Retype the lines word for word, starting at the line that contains "mouth**. The traced" and ending at the line that contains "404 217 L 492", both included. Leave the pictures out.

*Saved entries*:
============================================================

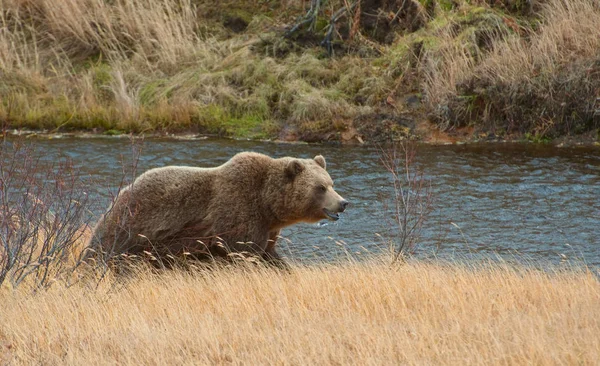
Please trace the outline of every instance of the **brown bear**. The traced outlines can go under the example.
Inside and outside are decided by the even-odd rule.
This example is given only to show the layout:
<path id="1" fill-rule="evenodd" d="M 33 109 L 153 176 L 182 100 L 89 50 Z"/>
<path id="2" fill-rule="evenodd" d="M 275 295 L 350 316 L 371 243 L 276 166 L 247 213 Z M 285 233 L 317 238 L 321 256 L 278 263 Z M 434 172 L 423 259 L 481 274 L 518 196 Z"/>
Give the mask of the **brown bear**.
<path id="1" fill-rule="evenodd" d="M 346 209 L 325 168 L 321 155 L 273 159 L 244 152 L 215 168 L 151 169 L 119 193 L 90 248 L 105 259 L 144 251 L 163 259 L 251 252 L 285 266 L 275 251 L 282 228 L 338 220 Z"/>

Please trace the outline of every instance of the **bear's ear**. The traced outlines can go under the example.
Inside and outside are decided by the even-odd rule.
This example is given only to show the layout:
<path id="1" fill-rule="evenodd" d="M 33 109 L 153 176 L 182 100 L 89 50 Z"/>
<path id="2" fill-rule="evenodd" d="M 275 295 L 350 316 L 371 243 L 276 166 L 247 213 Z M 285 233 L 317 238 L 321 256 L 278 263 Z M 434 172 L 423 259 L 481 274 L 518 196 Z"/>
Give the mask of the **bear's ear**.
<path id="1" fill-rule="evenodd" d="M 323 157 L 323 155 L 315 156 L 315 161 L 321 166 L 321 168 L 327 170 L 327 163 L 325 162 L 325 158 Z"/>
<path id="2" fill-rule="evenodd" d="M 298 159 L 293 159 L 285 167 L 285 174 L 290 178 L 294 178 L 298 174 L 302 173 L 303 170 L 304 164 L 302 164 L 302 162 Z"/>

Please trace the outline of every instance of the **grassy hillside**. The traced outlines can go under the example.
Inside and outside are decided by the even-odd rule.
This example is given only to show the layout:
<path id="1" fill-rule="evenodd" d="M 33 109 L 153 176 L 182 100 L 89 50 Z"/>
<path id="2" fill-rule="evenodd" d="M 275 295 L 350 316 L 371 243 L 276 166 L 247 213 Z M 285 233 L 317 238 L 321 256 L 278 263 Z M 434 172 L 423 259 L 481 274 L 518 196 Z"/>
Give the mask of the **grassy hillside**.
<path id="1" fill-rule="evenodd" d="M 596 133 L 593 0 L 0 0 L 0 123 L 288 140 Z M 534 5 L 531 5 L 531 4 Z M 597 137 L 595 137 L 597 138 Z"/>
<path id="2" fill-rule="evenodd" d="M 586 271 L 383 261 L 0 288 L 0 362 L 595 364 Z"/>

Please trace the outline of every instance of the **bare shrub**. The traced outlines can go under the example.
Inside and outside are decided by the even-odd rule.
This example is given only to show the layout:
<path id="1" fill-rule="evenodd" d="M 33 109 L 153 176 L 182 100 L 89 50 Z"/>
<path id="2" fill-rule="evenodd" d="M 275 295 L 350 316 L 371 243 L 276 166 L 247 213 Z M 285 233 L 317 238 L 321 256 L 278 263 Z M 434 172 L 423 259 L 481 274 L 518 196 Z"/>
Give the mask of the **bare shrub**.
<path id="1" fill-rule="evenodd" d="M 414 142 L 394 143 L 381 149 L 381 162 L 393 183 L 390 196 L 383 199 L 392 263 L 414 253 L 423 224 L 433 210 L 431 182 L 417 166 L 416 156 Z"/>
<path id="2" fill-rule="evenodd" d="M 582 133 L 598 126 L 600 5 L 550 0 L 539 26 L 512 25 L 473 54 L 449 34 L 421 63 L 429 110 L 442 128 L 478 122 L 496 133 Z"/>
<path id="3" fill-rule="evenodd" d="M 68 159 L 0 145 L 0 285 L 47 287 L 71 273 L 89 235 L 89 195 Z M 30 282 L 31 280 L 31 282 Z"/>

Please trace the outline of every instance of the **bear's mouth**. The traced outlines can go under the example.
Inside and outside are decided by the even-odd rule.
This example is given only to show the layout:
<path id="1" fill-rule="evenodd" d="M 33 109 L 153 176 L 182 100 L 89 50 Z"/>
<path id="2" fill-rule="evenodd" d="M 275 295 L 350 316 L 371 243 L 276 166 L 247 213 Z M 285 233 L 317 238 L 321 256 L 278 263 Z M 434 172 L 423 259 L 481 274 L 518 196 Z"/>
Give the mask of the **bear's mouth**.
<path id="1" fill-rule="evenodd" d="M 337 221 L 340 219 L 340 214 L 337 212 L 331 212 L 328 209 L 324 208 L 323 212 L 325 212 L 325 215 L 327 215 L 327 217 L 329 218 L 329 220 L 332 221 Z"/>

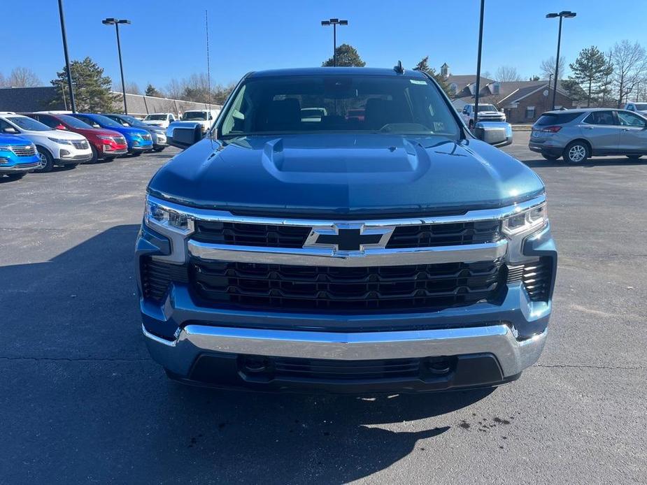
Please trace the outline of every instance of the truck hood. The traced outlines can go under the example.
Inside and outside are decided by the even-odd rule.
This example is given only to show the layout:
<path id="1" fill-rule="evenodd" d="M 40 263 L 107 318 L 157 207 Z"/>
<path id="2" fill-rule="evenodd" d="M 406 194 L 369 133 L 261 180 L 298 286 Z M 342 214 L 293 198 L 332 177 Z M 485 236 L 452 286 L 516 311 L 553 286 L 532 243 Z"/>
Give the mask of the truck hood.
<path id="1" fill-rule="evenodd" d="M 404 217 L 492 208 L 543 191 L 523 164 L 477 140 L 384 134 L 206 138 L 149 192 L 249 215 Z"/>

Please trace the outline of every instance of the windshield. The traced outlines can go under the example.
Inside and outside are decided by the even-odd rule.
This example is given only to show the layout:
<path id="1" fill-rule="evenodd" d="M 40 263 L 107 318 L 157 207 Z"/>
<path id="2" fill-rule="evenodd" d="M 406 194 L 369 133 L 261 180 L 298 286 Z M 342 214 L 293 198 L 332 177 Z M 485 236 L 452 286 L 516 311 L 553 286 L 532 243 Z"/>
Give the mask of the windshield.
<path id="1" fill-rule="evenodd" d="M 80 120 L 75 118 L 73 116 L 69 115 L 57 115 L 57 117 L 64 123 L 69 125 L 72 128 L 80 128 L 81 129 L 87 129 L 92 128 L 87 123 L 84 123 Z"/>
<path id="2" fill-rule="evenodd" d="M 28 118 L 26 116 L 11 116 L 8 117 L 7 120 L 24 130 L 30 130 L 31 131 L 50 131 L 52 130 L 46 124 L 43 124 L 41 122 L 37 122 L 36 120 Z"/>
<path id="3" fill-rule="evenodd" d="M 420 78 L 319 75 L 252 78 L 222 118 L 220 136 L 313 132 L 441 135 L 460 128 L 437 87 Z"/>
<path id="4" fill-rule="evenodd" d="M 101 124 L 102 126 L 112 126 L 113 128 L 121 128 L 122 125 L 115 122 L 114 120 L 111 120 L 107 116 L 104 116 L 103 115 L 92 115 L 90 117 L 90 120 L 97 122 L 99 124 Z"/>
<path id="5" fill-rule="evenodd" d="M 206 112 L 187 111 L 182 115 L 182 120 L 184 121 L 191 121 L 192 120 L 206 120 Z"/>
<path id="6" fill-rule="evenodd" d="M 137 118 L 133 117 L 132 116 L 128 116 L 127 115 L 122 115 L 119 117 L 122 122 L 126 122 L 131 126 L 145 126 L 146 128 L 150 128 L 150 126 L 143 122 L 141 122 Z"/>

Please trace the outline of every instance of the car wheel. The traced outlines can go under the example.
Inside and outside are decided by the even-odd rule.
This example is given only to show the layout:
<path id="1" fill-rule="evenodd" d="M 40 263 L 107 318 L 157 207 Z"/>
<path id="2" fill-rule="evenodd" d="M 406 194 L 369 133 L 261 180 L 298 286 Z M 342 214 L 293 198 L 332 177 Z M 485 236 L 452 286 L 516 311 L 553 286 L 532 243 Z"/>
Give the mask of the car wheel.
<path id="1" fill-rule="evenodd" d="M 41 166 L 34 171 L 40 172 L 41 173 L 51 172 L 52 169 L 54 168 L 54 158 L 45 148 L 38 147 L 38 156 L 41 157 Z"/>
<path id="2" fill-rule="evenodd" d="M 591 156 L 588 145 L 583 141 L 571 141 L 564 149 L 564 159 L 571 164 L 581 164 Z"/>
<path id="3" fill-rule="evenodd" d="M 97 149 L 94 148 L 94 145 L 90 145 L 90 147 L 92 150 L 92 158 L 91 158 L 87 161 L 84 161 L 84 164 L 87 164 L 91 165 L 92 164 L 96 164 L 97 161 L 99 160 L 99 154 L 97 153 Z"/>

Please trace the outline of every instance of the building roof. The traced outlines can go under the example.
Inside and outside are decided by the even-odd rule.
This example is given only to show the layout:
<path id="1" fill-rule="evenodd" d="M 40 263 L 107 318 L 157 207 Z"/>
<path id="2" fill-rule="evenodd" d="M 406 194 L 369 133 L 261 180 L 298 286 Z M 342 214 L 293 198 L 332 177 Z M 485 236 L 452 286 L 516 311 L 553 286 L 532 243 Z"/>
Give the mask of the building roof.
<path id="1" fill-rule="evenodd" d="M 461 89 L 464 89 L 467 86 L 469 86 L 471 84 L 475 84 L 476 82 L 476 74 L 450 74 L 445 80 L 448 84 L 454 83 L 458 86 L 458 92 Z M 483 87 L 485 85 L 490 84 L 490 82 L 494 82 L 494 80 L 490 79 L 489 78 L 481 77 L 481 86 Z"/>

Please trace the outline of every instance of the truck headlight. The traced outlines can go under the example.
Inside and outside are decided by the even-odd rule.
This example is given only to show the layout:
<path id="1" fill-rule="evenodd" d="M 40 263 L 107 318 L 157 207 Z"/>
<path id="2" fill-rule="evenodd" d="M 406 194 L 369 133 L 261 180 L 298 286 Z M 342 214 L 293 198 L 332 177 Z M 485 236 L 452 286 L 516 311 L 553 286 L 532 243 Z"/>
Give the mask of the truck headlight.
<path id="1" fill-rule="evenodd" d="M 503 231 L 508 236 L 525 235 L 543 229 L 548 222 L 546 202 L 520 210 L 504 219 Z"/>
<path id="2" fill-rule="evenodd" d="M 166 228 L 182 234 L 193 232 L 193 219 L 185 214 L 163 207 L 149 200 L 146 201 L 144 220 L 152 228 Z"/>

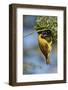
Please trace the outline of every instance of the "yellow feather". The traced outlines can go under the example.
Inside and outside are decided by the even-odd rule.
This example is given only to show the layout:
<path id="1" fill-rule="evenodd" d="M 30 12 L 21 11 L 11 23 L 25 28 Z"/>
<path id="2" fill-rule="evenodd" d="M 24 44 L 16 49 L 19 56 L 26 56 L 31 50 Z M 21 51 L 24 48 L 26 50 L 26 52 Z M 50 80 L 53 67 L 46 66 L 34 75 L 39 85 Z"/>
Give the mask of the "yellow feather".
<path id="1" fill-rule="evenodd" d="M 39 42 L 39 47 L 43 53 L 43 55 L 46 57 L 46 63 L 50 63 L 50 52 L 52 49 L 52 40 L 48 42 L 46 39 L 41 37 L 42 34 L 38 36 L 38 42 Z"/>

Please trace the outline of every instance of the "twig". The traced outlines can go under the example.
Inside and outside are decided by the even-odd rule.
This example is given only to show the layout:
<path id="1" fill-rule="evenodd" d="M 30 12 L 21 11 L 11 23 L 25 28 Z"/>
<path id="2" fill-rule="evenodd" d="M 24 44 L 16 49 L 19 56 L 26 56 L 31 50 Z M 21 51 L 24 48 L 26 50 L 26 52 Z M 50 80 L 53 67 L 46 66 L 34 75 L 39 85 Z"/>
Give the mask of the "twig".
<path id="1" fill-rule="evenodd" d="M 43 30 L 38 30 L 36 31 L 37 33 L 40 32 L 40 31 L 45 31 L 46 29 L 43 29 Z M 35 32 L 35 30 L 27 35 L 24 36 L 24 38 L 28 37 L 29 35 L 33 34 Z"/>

============================================================

*The result*:
Please trace the outline of every instance of the **bear's mouth**. The traced outlines can go under the example.
Inside and outside are decided by the even-odd rule.
This example is given only to show the layout:
<path id="1" fill-rule="evenodd" d="M 33 109 L 153 176 L 182 100 L 89 50 Z"/>
<path id="2" fill-rule="evenodd" d="M 275 295 L 350 316 L 371 243 L 276 166 L 247 213 Z M 285 233 L 317 238 L 321 256 L 278 263 Z M 434 172 L 423 259 L 481 274 L 518 196 Z"/>
Give the mask of the **bear's mouth**.
<path id="1" fill-rule="evenodd" d="M 337 221 L 340 219 L 340 214 L 337 212 L 331 212 L 328 209 L 324 208 L 323 212 L 325 212 L 325 215 L 327 215 L 327 217 L 329 218 L 329 220 L 332 221 Z"/>

Please trace the outline of every instance of the truck hood. The traced outlines can go under the example.
Inside and outside are decided by the even-odd rule.
This example is given only to show the layout:
<path id="1" fill-rule="evenodd" d="M 40 263 L 107 318 L 157 207 Z"/>
<path id="2" fill-rule="evenodd" d="M 406 194 L 369 133 L 261 180 L 298 286 Z M 342 214 L 293 198 L 332 177 Z M 485 236 L 452 286 L 516 311 L 553 286 L 532 243 Z"/>
Give the mask of the truck hood.
<path id="1" fill-rule="evenodd" d="M 404 217 L 492 208 L 543 191 L 523 164 L 477 140 L 384 134 L 206 138 L 149 192 L 249 215 Z"/>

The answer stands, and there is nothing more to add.